» **Exercise**:
Would you please set down the lines of the data from the one containing "overcast sky in the photo above." to the final line, exactly and only those?

» **Region pointing data**:
^^^^

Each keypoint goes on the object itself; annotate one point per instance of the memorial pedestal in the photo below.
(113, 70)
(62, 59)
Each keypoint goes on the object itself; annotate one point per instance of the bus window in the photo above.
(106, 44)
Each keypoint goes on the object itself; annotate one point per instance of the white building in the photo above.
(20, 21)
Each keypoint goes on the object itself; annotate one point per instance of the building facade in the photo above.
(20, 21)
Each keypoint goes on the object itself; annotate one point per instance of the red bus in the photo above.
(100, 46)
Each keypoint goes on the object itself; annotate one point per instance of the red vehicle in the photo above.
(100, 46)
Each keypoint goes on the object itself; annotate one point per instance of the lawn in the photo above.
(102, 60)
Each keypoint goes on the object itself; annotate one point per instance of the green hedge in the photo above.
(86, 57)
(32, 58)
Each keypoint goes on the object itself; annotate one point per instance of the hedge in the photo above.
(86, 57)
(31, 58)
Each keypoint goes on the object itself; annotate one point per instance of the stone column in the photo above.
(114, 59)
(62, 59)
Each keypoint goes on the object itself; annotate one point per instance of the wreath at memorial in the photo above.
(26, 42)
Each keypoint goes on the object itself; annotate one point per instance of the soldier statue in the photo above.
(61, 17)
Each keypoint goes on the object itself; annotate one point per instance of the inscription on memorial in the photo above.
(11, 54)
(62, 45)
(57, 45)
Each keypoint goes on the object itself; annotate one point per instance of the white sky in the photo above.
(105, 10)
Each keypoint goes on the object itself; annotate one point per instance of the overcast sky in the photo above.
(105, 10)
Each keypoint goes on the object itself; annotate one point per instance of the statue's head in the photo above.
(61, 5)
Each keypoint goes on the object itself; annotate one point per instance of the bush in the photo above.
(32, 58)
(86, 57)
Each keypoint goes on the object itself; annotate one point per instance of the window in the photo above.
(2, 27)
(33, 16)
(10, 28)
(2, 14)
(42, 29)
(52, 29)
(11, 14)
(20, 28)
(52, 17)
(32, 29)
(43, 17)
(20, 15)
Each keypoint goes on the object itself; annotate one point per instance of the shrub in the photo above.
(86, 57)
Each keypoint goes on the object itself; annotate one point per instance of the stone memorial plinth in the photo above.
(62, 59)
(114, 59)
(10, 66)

^^^^

» **Result**:
Each keypoint goes on the object itself; annotate one point per instance of the overcast sky in the photo above.
(105, 10)
Each keypoint goes on the object itself; annotate one point per instance of the statue's head in the photo above.
(61, 5)
Each keypoint goes on the object itself; annotate one point per instance of the bush in the photo above.
(32, 58)
(86, 57)
Each keypoint goes on the object itself; annotate one point per instance of the window in the photo above.
(2, 27)
(33, 16)
(10, 28)
(2, 14)
(42, 29)
(52, 29)
(11, 14)
(20, 28)
(52, 17)
(32, 29)
(43, 17)
(20, 15)
Each keypoint goes on the object itself; annotate one point per instance of the shrub in the photo above.
(86, 57)
Each keypoint goes on the object itself; annotate one point per instance of the stone memorial plinth in the photo above.
(62, 59)
(114, 59)
(10, 66)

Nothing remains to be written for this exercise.